* begin INFORMATION GIVEN *
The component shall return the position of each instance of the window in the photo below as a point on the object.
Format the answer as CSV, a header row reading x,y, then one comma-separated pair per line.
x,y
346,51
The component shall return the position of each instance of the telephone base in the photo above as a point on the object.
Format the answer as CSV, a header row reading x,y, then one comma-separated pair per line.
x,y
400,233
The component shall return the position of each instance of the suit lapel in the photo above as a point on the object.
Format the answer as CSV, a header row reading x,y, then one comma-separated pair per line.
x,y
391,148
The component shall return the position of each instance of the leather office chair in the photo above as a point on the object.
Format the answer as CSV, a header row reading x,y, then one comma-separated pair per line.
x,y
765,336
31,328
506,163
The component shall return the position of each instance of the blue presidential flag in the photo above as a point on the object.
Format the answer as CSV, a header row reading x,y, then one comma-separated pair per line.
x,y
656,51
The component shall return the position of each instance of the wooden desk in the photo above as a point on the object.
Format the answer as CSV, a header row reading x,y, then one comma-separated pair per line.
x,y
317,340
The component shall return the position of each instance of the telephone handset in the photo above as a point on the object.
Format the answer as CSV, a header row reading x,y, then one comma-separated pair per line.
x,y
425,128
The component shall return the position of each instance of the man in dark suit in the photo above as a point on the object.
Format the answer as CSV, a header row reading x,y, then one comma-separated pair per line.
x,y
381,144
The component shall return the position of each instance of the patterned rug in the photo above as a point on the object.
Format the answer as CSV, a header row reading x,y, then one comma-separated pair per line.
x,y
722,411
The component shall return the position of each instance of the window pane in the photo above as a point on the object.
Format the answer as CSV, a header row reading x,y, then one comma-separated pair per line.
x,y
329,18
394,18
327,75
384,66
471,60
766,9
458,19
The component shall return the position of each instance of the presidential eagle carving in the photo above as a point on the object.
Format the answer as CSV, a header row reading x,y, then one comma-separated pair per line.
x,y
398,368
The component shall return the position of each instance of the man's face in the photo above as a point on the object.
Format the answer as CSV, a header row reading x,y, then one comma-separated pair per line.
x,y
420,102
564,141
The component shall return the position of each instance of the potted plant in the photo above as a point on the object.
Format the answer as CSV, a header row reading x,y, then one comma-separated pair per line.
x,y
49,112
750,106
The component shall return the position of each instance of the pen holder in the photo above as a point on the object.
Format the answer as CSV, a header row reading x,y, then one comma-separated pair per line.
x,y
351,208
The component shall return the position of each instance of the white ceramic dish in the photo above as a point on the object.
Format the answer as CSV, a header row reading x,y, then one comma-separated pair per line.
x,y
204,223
* end INFORMATION GIVEN *
(WORK TO DO): Repeat each of the entries above precisely as given.

(PROBLEM SOLUTION):
The component shall return the position of each instance of the window in the photo below as a point on the object.
Format the answer as CSV, a header row reading x,y, then one comma-separated pair per line.
x,y
346,51
The component shall return the position of each instance of the telephone base in the photo above as a point on the object.
Format the answer as CSV, a header row reading x,y, then one comma-separated pair per line.
x,y
400,233
The component shall return the position of each instance of the suit lapel in the photo above as a point on the object.
Format the answer as CSV, a header row reading x,y, then one comma-separated pair per line.
x,y
391,148
The component shall return the position of each instance of the leather office chair in the photo above as a point on the object.
Format the answer as CSV, a header row reading x,y, then one comma-separated pair per line.
x,y
765,336
31,328
506,163
The component shall return the position of each instance of the blue presidential flag in the photo above as a point on the object.
Format the answer as CSV, a header row reading x,y, then one comma-separated pair per line.
x,y
656,51
The component shall return the position of each instance of the wooden desk in the photo above as a point on the object.
Format the answer as CSV, a header row reading x,y, then one comma-separated pair per line.
x,y
317,340
The component shall return the position of each instance of the telephone handset in the photo above as a point on the object.
Format the answer as CSV, a header row reading x,y, then one comma-separated pair per line.
x,y
425,128
The component shall return the position of each instance of the man in dark suit in the photo above as a point on the object.
Format the answer as CSV, a header row reading x,y, then one comma-separated pair per line.
x,y
381,144
The component shall return the position of each instance of the patterned rug in the photo above as a point on the object.
Format the answer as CSV, a header row reading x,y, then one comma-separated pair per line.
x,y
722,411
The component shall return the position of each instance of the window pane in the photo above as a point on the object.
Format the answer as CSV, a header row reading x,y, then one comma-separated pair per line.
x,y
329,18
394,18
327,75
384,66
471,60
766,9
458,19
The component shall return the position of each instance of the presidential eagle carving in the photo above as a point on the object.
Format the answer as CSV, a header row reading x,y, then one comma-separated pair per line.
x,y
398,368
The component shall return the position of each instance of the man's face in the photo above as a point on the object.
Format the answer as CSV, a header row reading x,y, then one comma-separated pair per line.
x,y
420,102
564,141
The component shall return the position of each instance of the potted plant in the photo above as a point on the object.
Format the answer as CSV, a header row reading x,y, then one comma-separated pair per line.
x,y
49,112
750,106
The component shall return the position of each instance of the pen holder in the photo above as a point on the object.
Format the answer as CSV, a header row reading x,y, then one comma-separated pair per line.
x,y
351,208
The component shall return the position of each instance of the white ceramic dish in the photo above as a point on the object.
Format the answer as CSV, a header row reading x,y, then one comma-separated pair per line.
x,y
204,223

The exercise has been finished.